Set task ::
According to the transcript, in which national park was the speaker fly fishing when a phone call came in?

Source extract ::
####

Transcript: Colonel Wilkerson on US foreign
policy
Financial Times
Colonel Lawrence Wilkerson
October 20, 2005
"I want to thank Steve and the New America Foundation for giving me
this opportunity and thank some of my friends for turning out. I see an
assistant secretary over here, I think he's left that post now, who used
to spend some time in my office.
And I see others around the room. I see some journalists in here who have
been trying religiously to get me over the last 3 or 4 months. You finally got
me, at least on this topic.
I was out in Montana recently fly fishing in Yellowstone National Park,
standing in a river and mistakenly brought my cell phone.
And it went off and I answered it and I won't say who it was, but it was
someone from the New York Times wanting to interview me about the detainee
abusage.
And I feel so strongly about that issue [noise] got out of the Madison
River, got up on the bank, told my son-in-law to keep fishing and talked to the
gentleman for about a half an hour. And if any of you have any questions on
that issue, of course, I'd be glad to address them.
I have two approaches to what Steve was alluding to as my topic today. The
one is the approach of an academic for some 6 years at the Naval War College at
Newport and then the Marine Corps War College at Quantico.
I taught some of the brightest people in America, 35 to 40 year old military
officers of all services, both genders, and all professional skills within the
services.
You want to teach someone who will challenge you on an hourly basis, try
to…one of the things that I taught them was a very esoteric subject to
most of them who are battalion commanders, fighter squadron commanders,
destroyer or cruiser captains or some other really tactical [inaudible]
position in their service [inaudible] 15 years in some cases. In other cases
maybe as much as 18 or 20.

####

Data entries ::

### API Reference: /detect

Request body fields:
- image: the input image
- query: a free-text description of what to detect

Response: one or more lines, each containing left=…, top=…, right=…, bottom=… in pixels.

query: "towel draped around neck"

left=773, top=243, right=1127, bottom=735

####

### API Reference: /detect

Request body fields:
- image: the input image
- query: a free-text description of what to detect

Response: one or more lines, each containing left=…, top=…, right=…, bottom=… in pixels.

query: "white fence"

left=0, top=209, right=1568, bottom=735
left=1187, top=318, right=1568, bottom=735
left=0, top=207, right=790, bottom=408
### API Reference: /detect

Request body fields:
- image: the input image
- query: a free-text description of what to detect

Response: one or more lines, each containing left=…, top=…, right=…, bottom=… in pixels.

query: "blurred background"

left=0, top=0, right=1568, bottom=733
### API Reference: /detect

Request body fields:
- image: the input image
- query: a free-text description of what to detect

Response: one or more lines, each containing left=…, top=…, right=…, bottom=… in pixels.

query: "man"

####

Answer to the task ::
Yellowstone National Park